> **TO DO**: Please write out again every line starting with the one that contains "of the reed" and going on through the one that contains "x=156, y=146". Shift each x and y coordinate in the answers up by 93, and leave all other lines unchanged.

> **EXERCISE INPUT**:

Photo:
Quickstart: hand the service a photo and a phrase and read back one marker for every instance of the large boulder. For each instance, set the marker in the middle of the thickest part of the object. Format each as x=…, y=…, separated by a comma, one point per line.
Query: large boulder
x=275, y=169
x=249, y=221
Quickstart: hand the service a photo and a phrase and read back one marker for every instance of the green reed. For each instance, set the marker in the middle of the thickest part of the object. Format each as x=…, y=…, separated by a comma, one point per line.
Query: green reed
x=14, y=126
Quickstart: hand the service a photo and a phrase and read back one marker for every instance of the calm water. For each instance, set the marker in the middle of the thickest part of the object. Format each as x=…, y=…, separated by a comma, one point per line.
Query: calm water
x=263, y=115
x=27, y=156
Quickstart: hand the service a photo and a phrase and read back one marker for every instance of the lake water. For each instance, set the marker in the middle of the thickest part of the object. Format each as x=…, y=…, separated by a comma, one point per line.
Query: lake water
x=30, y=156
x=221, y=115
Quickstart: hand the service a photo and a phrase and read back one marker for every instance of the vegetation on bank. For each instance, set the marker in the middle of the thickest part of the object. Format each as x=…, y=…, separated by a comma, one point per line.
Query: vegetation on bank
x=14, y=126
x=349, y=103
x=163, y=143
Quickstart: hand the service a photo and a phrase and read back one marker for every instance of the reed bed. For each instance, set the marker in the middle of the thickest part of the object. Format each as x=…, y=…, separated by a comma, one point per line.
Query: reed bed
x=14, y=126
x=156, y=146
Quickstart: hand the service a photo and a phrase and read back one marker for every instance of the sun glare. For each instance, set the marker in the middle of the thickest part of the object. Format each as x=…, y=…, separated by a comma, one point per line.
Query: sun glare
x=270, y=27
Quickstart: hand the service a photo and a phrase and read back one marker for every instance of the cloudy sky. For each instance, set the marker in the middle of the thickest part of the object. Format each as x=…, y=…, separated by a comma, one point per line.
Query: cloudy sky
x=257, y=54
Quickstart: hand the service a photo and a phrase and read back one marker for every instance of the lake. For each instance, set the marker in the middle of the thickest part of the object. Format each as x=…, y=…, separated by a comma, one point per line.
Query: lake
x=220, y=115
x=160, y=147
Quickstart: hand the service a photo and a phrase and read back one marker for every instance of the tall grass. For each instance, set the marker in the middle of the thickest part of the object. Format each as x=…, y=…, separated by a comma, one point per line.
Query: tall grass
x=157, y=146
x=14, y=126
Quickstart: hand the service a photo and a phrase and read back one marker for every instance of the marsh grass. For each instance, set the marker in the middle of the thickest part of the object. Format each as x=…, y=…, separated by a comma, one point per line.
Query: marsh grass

> **EXERCISE RESULT**:
Quickstart: hand the service a photo and a phrase and read back one marker for every instance of the reed bed. For each instance, set the marker in the middle of the thickest part of the object. Format each as x=…, y=…, separated by a comma, one point per line.
Query: reed bed
x=107, y=219
x=249, y=239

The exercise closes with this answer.